Data records:
-=-=-=-=-

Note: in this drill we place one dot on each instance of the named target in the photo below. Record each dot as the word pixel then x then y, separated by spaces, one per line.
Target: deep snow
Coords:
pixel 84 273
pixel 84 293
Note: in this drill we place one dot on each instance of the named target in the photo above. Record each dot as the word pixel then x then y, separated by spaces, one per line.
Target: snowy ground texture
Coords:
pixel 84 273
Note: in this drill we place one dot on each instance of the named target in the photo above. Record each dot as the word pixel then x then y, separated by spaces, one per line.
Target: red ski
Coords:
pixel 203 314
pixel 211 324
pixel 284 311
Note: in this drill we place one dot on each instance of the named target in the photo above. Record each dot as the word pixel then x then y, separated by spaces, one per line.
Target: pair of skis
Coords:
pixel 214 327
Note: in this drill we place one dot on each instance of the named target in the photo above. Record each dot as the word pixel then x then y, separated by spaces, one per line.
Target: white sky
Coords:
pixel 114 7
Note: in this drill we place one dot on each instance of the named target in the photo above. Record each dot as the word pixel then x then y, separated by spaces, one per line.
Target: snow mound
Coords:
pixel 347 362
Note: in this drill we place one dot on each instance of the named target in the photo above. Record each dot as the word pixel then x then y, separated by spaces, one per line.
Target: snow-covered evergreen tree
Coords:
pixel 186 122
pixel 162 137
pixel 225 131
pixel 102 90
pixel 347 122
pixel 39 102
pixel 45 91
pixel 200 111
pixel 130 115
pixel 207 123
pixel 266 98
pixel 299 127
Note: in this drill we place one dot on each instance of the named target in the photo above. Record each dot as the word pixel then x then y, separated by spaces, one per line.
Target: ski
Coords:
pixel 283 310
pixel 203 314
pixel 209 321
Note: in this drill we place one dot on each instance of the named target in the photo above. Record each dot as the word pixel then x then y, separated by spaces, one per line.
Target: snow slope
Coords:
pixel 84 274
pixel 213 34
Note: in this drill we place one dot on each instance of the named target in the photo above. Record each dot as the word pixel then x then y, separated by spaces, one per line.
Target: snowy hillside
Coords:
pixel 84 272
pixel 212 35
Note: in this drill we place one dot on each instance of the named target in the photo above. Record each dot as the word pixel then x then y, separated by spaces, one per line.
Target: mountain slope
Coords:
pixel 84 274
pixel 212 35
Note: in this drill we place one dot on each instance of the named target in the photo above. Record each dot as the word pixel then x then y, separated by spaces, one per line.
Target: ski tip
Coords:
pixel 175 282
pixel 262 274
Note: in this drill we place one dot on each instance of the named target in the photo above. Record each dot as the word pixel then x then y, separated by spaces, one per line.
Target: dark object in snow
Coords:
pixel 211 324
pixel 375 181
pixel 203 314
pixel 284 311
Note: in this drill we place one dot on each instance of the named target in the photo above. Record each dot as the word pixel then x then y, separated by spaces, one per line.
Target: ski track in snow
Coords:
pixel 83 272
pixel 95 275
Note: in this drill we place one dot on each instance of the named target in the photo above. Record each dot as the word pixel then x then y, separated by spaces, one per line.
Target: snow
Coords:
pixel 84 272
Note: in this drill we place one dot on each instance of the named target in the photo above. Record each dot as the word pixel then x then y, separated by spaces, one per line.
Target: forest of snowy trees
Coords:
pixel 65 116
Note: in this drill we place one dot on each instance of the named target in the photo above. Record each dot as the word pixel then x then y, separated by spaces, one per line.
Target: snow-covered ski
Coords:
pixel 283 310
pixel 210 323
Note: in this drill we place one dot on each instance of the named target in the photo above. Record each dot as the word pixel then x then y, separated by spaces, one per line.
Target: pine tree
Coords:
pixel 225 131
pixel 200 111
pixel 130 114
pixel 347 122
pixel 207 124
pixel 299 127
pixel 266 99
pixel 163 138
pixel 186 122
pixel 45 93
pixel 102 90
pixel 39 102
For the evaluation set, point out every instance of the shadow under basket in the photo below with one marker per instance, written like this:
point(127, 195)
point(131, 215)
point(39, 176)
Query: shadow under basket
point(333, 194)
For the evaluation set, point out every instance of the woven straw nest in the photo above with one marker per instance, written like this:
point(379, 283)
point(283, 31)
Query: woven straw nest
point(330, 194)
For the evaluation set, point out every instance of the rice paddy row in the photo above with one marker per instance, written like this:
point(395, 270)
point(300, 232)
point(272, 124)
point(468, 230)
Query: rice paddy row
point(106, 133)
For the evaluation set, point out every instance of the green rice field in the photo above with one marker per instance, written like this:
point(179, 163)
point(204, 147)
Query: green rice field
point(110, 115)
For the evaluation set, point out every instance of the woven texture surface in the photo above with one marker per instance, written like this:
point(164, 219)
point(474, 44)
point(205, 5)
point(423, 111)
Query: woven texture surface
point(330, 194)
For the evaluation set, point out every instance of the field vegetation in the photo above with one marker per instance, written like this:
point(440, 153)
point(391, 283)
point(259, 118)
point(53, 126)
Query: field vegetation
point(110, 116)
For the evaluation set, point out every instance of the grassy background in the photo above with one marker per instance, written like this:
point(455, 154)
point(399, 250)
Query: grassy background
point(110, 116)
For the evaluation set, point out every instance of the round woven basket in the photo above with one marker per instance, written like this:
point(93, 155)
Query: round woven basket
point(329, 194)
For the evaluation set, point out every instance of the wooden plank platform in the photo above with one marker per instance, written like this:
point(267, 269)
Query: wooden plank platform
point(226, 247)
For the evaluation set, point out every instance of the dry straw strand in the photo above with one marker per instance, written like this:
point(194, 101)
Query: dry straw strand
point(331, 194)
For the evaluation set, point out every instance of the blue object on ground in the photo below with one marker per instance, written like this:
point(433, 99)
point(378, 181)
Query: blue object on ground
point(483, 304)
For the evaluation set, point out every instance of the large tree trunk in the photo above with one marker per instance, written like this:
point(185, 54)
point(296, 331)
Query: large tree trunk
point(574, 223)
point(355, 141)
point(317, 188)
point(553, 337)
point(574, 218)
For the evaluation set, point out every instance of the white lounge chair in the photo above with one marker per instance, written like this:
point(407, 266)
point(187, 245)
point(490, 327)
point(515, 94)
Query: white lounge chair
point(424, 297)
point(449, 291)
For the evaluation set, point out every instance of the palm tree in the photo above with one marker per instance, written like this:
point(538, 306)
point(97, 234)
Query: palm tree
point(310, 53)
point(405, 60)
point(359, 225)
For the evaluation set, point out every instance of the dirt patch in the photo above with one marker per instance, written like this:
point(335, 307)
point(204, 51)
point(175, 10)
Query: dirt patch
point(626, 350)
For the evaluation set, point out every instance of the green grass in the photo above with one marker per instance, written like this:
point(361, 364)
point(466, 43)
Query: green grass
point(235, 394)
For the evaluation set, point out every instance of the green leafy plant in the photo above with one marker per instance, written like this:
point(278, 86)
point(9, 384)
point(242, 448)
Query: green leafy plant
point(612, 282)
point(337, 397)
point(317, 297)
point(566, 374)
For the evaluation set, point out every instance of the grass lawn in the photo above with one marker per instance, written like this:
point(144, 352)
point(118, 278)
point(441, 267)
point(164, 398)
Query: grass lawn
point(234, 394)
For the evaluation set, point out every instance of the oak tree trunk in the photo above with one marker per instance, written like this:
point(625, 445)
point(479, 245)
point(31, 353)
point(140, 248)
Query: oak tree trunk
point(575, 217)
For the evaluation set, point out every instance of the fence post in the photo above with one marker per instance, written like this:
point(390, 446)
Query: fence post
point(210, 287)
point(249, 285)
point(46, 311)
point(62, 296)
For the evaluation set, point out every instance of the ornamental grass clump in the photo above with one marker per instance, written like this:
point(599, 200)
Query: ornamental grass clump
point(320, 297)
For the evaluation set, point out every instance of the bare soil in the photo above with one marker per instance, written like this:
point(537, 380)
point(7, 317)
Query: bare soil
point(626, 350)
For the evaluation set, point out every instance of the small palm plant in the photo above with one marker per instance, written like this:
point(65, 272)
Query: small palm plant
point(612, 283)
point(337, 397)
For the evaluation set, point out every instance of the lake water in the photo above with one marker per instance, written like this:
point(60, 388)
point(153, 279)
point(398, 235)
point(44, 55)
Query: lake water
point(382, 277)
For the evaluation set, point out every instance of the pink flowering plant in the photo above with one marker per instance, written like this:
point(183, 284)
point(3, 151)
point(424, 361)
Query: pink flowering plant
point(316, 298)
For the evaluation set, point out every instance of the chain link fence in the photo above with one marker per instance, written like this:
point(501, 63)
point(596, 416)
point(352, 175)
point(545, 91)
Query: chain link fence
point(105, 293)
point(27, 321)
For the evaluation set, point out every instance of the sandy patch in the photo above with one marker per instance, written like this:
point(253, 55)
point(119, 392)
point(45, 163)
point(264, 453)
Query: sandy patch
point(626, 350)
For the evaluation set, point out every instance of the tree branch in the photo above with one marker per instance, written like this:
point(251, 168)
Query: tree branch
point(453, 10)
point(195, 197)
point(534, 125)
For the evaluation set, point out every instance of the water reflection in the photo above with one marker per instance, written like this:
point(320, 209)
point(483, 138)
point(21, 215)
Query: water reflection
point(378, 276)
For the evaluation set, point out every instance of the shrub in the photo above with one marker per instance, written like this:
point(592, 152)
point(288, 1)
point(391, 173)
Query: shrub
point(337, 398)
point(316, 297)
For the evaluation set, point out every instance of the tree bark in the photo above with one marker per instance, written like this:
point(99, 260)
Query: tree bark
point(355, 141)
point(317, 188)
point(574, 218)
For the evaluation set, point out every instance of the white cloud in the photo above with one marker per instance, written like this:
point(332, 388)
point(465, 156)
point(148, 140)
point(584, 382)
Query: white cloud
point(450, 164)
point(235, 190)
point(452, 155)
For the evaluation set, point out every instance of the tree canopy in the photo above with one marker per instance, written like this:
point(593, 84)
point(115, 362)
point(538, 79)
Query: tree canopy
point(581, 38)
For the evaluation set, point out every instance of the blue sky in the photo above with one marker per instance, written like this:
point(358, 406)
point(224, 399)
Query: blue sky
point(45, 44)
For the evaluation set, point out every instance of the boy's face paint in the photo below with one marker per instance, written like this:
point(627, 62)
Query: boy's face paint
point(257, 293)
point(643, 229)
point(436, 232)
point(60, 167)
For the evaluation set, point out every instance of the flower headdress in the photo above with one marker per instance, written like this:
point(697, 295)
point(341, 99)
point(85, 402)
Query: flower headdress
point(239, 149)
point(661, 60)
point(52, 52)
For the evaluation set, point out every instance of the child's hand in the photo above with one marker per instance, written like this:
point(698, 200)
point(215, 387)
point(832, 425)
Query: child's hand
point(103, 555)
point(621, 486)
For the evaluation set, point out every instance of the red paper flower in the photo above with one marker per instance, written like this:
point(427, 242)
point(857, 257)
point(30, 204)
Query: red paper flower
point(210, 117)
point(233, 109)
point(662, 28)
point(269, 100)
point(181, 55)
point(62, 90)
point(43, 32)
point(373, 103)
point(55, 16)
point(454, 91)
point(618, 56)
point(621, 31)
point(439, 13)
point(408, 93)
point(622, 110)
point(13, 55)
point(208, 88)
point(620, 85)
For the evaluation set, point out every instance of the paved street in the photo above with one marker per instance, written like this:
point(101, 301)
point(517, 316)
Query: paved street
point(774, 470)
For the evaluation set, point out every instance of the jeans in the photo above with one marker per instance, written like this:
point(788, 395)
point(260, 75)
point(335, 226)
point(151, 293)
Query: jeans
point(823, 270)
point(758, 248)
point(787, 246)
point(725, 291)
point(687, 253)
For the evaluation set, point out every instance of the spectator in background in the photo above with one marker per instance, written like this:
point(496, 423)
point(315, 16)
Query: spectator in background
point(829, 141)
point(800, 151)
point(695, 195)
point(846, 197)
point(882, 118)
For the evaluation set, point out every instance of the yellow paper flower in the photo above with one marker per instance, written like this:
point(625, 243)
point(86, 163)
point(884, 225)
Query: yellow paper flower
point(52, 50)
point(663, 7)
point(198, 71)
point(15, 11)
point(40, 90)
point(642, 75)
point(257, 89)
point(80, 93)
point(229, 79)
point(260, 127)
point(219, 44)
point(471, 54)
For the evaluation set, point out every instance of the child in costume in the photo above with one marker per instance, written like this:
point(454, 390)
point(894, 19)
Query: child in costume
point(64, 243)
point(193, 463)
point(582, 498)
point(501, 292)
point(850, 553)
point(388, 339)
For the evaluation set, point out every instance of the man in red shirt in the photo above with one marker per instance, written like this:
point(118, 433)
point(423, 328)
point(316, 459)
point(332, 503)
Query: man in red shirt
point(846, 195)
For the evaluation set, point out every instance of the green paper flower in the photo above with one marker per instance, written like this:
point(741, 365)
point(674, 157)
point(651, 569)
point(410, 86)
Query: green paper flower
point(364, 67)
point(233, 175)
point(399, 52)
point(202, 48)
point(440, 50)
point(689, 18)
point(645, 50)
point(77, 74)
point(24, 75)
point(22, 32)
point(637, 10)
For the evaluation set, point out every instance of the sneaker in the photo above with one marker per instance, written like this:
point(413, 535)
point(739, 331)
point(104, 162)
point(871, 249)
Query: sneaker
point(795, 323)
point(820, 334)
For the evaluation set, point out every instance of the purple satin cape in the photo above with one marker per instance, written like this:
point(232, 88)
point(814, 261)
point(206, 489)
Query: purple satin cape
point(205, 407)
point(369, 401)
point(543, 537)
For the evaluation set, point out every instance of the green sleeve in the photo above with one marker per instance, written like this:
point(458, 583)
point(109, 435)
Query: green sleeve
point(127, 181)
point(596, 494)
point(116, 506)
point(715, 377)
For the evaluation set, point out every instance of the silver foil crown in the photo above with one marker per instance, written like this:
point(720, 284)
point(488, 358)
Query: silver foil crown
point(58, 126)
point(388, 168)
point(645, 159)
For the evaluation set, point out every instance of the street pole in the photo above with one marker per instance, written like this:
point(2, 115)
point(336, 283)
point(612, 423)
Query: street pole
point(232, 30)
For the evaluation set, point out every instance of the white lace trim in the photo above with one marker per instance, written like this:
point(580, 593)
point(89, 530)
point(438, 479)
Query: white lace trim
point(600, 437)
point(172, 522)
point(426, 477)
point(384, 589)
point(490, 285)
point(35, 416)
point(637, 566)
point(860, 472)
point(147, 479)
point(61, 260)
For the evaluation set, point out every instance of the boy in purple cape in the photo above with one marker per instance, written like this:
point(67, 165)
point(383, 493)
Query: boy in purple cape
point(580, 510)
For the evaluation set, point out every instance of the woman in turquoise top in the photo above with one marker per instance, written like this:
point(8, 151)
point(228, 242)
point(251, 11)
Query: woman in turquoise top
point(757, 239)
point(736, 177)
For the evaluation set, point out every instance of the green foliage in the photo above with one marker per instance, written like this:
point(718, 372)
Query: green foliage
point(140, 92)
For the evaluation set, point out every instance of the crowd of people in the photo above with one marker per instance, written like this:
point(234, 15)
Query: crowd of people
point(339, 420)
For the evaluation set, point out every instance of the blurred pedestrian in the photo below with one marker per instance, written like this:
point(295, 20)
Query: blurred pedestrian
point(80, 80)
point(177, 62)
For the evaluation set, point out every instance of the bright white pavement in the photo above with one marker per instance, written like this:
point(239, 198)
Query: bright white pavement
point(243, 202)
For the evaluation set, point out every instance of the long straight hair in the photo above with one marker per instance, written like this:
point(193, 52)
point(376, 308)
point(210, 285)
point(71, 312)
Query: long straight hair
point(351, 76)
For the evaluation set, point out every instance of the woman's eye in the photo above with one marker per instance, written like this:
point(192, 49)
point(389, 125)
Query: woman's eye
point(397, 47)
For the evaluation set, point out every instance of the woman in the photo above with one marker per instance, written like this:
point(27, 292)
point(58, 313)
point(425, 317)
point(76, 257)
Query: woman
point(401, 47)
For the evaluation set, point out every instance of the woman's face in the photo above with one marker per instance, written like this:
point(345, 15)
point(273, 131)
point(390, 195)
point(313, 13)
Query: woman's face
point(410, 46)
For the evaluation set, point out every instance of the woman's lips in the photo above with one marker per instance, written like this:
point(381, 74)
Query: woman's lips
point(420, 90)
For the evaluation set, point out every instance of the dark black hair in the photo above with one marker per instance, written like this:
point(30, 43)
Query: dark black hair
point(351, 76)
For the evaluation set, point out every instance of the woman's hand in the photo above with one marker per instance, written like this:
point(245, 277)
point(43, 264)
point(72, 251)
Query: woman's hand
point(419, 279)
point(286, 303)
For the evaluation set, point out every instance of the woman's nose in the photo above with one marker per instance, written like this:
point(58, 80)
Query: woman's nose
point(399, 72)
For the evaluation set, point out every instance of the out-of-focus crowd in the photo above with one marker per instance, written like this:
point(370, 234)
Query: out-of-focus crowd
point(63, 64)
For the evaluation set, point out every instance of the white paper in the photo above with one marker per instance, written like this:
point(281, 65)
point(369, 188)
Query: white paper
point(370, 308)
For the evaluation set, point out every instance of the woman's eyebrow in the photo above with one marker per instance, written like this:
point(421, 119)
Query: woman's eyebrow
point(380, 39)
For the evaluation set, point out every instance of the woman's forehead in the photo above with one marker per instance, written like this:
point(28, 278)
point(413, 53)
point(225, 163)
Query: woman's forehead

-=-=-=-=-

## Given task:
Beginning at the line where "the white paper" appears, extract each line through the end of the data above; keep them exact and include nothing else.

## Task result:
For the evaluation set, point out every instance of the white paper in the photo above with one marker per instance, written like this:
point(281, 65)
point(369, 188)
Query: white paper
point(370, 308)
For the evaluation set, point out every instance of the woman's eyebrow in the photo above with one marker per instance, written like this:
point(421, 119)
Query: woman's eyebrow
point(380, 39)
For the evaluation set, point out every instance of the woman's forehead in the photo above with one marker per instance, written like this:
point(28, 278)
point(413, 53)
point(225, 163)
Query: woman's forehead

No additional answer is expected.